Task directions: Reproduce the listing below, substituting "mark" for every occurrence of "pick out" and leaving everything else unchanged. Omit the pictures from your answer.

Lines of data:
★ ★ ★
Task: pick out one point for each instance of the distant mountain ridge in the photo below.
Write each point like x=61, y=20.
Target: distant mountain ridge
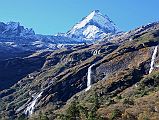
x=14, y=29
x=94, y=26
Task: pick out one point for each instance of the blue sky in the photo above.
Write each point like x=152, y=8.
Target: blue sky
x=53, y=16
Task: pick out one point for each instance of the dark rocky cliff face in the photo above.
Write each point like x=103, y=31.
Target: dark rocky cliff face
x=61, y=75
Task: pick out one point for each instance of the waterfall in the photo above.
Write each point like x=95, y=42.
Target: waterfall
x=31, y=106
x=153, y=59
x=89, y=82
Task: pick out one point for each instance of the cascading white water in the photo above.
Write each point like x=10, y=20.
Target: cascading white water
x=153, y=59
x=89, y=82
x=31, y=106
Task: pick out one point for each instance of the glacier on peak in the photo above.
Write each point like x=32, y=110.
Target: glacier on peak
★ ★ ★
Exercise answer:
Task: mark one point for each instance of the distant mountain ridge in the photo below.
Write each point like x=61, y=20.
Target: distant mountain ridge
x=14, y=29
x=94, y=26
Task: mark one point for each instance of the blue sky in the photo above.
Write each point like x=152, y=8.
Target: blue sky
x=53, y=16
Task: mark one point for each instance of the dark rocky cliff face in the photo above.
Write each point like x=103, y=31.
Target: dark rocky cliff face
x=61, y=75
Task: mark one point for each instance of the waterfall in the photo above.
Write each point like x=95, y=42.
Target: waterfall
x=31, y=106
x=153, y=59
x=89, y=82
Task: mark one point for each instance of the cascading white water in the photo above.
Write each point like x=10, y=20.
Target: cascading white water
x=153, y=59
x=89, y=82
x=31, y=106
Task: mark one point for each instance of the glacier on peak in the photo above.
Write each point like x=32, y=110.
Target: glacier on peak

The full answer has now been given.